▶ _MATERIAL FOR THIS EXERCISE_:
== == ==

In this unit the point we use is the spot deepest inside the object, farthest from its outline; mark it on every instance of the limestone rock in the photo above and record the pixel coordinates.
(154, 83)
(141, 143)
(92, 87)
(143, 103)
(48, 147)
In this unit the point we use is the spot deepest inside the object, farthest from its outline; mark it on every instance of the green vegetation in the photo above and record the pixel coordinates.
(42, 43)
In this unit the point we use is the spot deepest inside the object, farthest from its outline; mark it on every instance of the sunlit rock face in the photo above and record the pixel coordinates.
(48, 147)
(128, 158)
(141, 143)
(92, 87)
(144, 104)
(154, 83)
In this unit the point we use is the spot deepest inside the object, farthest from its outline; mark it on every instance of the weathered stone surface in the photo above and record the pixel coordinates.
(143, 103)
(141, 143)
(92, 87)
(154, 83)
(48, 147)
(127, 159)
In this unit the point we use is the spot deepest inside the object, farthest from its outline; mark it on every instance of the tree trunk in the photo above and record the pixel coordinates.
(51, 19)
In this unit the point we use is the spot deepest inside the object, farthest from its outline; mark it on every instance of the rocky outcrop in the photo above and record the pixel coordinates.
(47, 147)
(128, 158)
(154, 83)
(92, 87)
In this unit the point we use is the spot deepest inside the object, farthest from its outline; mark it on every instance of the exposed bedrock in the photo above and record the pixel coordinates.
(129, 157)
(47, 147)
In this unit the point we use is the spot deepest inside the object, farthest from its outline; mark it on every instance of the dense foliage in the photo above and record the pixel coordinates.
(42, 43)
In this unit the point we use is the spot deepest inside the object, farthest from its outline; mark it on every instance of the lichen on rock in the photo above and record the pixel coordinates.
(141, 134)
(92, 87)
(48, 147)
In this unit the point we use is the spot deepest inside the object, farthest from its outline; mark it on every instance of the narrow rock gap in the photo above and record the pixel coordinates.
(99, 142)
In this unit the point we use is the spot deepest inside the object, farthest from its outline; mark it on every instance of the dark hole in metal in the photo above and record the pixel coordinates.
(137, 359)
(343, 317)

== == ==

▶ _GOAL OF THE EXERCISE_: Copy out the full listing exactly.

▶ _FINAL RESULT_:
In this unit the point we use is the spot deepest inside the object, farthest from its outline; mark it on every instance of the limestone rock in the photo above and record the pixel coordinates.
(154, 83)
(141, 143)
(92, 87)
(143, 103)
(48, 147)
In this unit the point we use is the spot deepest inside the object, farthest from its outline; mark it on every instance of the green vegetation in the photo above and record the pixel coordinates.
(42, 43)
In this unit the point we use is the spot deepest inside the object, farthest from its outline; mark it on every instance of the sunlit rock face in the photo above and record the pixel coordinates.
(48, 147)
(128, 158)
(141, 143)
(92, 87)
(144, 104)
(154, 83)
In this unit the point we use is the spot deepest inside the object, farthest from its outline; mark it on every instance of the weathered stone surface in the photo above and record the pixel coordinates.
(143, 103)
(141, 143)
(92, 87)
(154, 83)
(48, 147)
(127, 159)
In this unit the point we use is the spot deepest inside the object, farthest from its outline; mark it on every instance of the tree trunk in the photo above and record the pixel coordinates.
(51, 19)
In this unit the point we use is the spot deepest inside the object, farthest from its outline; mark it on every instance of the rocky outcrop in the photo above and record the pixel coordinates.
(47, 147)
(128, 158)
(154, 83)
(92, 87)
In this unit the point we use is the spot deepest inside the object, farthest from its outline; mark it on every instance of the exposed bedrock in the photo above and record the pixel coordinates.
(129, 157)
(47, 147)
In this unit the point we use is the spot deepest inside the object, farthest from its outline; mark it on every instance of the dense foliage in the photo above and record the pixel coordinates.
(42, 43)
In this unit the point we use is the spot deepest inside the object, farthest from its outline; mark it on every instance of the lichen on rock in the photo above and record the pixel coordinates.
(141, 134)
(92, 87)
(48, 147)
In this unit the point we use is the spot deepest inside the object, farthest from its outline; mark it on every instance of the narrow rock gap in the photo above and record the pixel coordinates.
(99, 142)
In this unit the point we use is the spot deepest inside the object, farthest from its outline; mark it on every instance of the dark hole in metal in the photo above and record the pixel coordinates.
(137, 359)
(343, 317)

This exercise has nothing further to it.